Start of Material supplied
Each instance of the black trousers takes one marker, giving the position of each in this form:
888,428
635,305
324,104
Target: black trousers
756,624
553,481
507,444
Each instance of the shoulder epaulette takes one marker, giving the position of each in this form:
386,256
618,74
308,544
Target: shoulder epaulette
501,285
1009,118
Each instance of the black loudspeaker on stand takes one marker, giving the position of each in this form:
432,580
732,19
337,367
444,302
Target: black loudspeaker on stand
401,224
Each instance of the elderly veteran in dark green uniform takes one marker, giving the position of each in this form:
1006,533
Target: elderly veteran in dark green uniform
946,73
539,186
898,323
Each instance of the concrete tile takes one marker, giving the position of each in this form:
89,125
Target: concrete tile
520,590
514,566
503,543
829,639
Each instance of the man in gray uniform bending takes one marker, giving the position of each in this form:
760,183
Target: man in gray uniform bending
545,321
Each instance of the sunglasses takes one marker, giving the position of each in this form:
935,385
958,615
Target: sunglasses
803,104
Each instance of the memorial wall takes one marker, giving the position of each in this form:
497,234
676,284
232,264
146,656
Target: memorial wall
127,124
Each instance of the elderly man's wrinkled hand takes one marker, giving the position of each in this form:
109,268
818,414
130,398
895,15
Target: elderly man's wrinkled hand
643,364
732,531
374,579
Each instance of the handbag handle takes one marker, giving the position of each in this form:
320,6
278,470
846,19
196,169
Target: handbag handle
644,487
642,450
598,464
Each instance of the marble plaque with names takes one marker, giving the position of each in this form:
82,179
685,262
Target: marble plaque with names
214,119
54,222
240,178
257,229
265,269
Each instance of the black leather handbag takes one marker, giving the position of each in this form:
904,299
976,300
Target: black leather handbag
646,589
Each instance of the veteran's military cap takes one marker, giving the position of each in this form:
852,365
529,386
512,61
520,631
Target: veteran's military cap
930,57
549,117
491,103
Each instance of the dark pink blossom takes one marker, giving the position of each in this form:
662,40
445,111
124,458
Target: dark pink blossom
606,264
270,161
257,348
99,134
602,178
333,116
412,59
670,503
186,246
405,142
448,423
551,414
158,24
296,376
End of Material supplied
Give a word-for-word copy of the records.

# Finished exercise
Each instance of the black trousers takes one marker, giving the position of each in this form:
888,428
635,305
324,104
Target: black trousers
756,624
553,481
507,444
Each instance of the shoulder epaulette takes one marker, giving the position of each in this form:
386,256
618,74
308,544
Target: shoulder epaulette
501,285
1009,118
Each instance of the black loudspeaker on stand takes one marker, giving the position of each in this form:
432,580
732,19
337,367
444,302
Target: black loudspeaker on stand
401,224
Each instance of the elderly veteran in dark green uniform takes one marker, giving the position of each in this form:
1006,533
Target: elderly veteran in dark green uniform
946,73
539,186
898,323
Each instance of the concrete tile takes one marker, giving the position of each in this form:
89,125
Target: concrete tile
520,590
514,566
503,543
829,639
Each instance of the man in gray uniform bending takes one marker, giving the position of each in this form:
760,183
Target: man in gray uniform bending
545,321
Each instance of the sunglasses takes one marker, giving the position of each in this form:
935,385
958,615
Target: sunglasses
803,104
Each instance of the memorial wall takes one marker, giving the position of each in this form:
497,234
676,284
232,264
146,656
Target: memorial wall
127,124
Each instance of the elderly man's wrinkled hand takes one marker, giving the position of each in this form:
109,268
818,414
130,398
895,15
Target: elderly man's wrinkled hand
643,364
732,531
374,579
Each instance of the handbag handle takes one marker, giving the position of each in this form:
320,6
278,470
846,19
196,169
Target: handbag handle
644,487
642,450
598,464
Each instance of the marble plaque with names takes one marker, giving the position of each in this form:
82,179
685,262
Target: marble plaque with names
214,119
54,222
240,178
257,229
265,269
Each instance of the black leather handbag takes one marker, giving the position of each in this form:
904,299
976,300
Target: black leather handbag
646,589
Each instance of the veteran's military cap takes one marker, giving the position of each in this form:
852,365
529,386
512,61
520,631
Target: veteran's military cap
930,57
549,117
491,103
Each instance of the dark pink blossom takes one marker, giving the position of each in this form:
662,40
445,111
124,458
Target: dark pink blossom
606,264
270,161
257,348
99,134
602,178
333,116
412,59
670,503
186,246
405,142
448,423
551,414
158,24
296,376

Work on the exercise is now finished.